**Task instructions**: Report each line in the listing below that contains the string "evenodd", and copy every such line in full.

━━━

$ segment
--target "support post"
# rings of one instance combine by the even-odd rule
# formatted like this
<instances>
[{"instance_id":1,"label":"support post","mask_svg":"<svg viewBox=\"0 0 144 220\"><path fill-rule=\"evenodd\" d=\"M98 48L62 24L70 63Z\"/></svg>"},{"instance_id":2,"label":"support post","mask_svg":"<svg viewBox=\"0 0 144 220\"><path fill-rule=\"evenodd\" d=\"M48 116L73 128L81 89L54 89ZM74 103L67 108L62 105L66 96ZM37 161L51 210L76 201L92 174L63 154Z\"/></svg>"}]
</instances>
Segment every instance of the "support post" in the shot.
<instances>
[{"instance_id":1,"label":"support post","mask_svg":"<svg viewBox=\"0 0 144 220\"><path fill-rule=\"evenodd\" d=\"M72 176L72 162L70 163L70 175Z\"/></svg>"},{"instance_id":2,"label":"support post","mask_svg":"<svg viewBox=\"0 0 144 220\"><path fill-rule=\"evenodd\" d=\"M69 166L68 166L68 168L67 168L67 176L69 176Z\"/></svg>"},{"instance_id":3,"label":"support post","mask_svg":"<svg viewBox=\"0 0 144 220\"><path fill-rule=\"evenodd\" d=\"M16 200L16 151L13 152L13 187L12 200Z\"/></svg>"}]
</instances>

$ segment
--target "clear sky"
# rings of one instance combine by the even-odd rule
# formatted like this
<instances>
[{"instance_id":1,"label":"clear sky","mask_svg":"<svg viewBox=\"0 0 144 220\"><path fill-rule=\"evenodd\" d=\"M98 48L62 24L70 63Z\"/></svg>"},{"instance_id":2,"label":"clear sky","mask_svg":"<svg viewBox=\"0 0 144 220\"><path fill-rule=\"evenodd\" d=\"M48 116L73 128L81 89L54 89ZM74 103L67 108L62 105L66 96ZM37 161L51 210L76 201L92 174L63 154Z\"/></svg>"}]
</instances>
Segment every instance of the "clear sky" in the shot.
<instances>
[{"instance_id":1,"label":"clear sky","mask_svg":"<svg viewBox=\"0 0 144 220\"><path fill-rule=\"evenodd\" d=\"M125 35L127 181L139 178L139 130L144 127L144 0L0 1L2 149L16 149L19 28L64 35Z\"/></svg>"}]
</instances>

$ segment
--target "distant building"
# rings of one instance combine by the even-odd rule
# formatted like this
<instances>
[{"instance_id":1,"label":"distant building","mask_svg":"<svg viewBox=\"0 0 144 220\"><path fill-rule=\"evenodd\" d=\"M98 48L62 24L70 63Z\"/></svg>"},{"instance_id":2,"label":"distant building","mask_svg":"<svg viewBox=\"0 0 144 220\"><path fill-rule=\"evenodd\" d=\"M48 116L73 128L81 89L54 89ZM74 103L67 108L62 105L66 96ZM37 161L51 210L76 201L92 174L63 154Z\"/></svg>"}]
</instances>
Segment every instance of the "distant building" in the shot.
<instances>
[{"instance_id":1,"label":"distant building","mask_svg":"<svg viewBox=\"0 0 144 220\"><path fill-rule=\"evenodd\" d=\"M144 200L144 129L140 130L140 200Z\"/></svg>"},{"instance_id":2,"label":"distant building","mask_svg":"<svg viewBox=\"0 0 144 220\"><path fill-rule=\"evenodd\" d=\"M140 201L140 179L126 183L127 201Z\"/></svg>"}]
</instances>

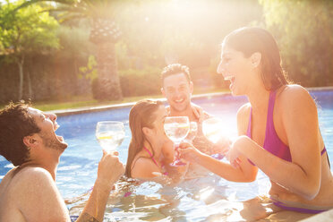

━━━

**Full solution**:
[{"instance_id":1,"label":"support post","mask_svg":"<svg viewBox=\"0 0 144 220\"><path fill-rule=\"evenodd\" d=\"M98 48L62 24L70 63Z\"/></svg>"},{"instance_id":2,"label":"support post","mask_svg":"<svg viewBox=\"0 0 144 220\"><path fill-rule=\"evenodd\" d=\"M48 116L73 128L81 89L54 89ZM74 103L67 108L62 105L66 96ZM37 161L51 210L76 201L92 174L63 154Z\"/></svg>"}]
[{"instance_id":1,"label":"support post","mask_svg":"<svg viewBox=\"0 0 144 220\"><path fill-rule=\"evenodd\" d=\"M72 176L72 162L70 163L70 175Z\"/></svg>"},{"instance_id":2,"label":"support post","mask_svg":"<svg viewBox=\"0 0 144 220\"><path fill-rule=\"evenodd\" d=\"M69 166L68 166L68 168L67 168L67 176L69 176Z\"/></svg>"},{"instance_id":3,"label":"support post","mask_svg":"<svg viewBox=\"0 0 144 220\"><path fill-rule=\"evenodd\" d=\"M16 200L16 151L13 152L13 187L12 200Z\"/></svg>"}]
[{"instance_id":1,"label":"clear sky","mask_svg":"<svg viewBox=\"0 0 144 220\"><path fill-rule=\"evenodd\" d=\"M98 48L62 24L70 63Z\"/></svg>"},{"instance_id":2,"label":"clear sky","mask_svg":"<svg viewBox=\"0 0 144 220\"><path fill-rule=\"evenodd\" d=\"M48 116L73 128L81 89L54 89ZM74 103L67 108L62 105L66 96ZM37 161L51 210L76 201L92 174L63 154Z\"/></svg>"}]
[{"instance_id":1,"label":"clear sky","mask_svg":"<svg viewBox=\"0 0 144 220\"><path fill-rule=\"evenodd\" d=\"M125 35L127 181L139 178L139 130L144 127L144 0L0 1L2 149L16 149L19 28L64 35Z\"/></svg>"}]
[{"instance_id":1,"label":"distant building","mask_svg":"<svg viewBox=\"0 0 144 220\"><path fill-rule=\"evenodd\" d=\"M98 48L62 24L70 63Z\"/></svg>"},{"instance_id":2,"label":"distant building","mask_svg":"<svg viewBox=\"0 0 144 220\"><path fill-rule=\"evenodd\" d=\"M48 116L73 128L81 89L54 89ZM74 103L67 108L62 105L66 96ZM37 161L51 210L76 201L92 174L63 154Z\"/></svg>"}]
[{"instance_id":1,"label":"distant building","mask_svg":"<svg viewBox=\"0 0 144 220\"><path fill-rule=\"evenodd\" d=\"M144 200L144 129L140 130L140 200Z\"/></svg>"},{"instance_id":2,"label":"distant building","mask_svg":"<svg viewBox=\"0 0 144 220\"><path fill-rule=\"evenodd\" d=\"M140 201L140 179L126 183L127 201Z\"/></svg>"}]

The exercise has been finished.